● **RECORDED DATA**:
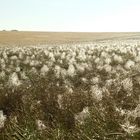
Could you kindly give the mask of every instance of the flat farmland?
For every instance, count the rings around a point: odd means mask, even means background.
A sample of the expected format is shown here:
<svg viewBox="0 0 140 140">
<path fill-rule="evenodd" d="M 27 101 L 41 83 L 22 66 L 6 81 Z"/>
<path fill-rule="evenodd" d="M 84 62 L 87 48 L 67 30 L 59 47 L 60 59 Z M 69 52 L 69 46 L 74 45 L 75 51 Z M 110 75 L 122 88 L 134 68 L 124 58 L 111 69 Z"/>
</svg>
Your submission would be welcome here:
<svg viewBox="0 0 140 140">
<path fill-rule="evenodd" d="M 36 45 L 94 42 L 103 40 L 140 39 L 139 32 L 83 33 L 83 32 L 21 32 L 1 31 L 0 44 Z"/>
</svg>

● **EXERCISE REQUIREMENTS**: Rewrite the listing above as a Markdown table with two columns, "Row" for the row number and "Text" for the line, leaving out blank lines and pictures.

● **RIGHT ANSWER**:
| Row | Text |
|---|---|
| 1 | Could you kindly give the mask of every instance of the flat farmland? |
| 2 | For every instance, count the rings around a point: odd means mask, even means background. |
| 3 | A sample of the expected format is shown here: |
| 4 | <svg viewBox="0 0 140 140"> |
| 5 | <path fill-rule="evenodd" d="M 27 101 L 41 83 L 22 66 L 6 81 Z"/> |
| 6 | <path fill-rule="evenodd" d="M 84 62 L 87 48 L 67 30 L 59 47 L 60 59 Z M 69 52 L 69 46 L 74 45 L 75 51 Z M 110 75 L 122 88 L 134 68 L 124 58 L 111 69 Z"/> |
| 7 | </svg> |
| 8 | Your submission would be welcome here: |
| 9 | <svg viewBox="0 0 140 140"> |
| 10 | <path fill-rule="evenodd" d="M 36 45 L 94 42 L 103 40 L 140 39 L 139 32 L 83 33 L 83 32 L 21 32 L 1 31 L 0 44 Z"/> |
| 11 | </svg> |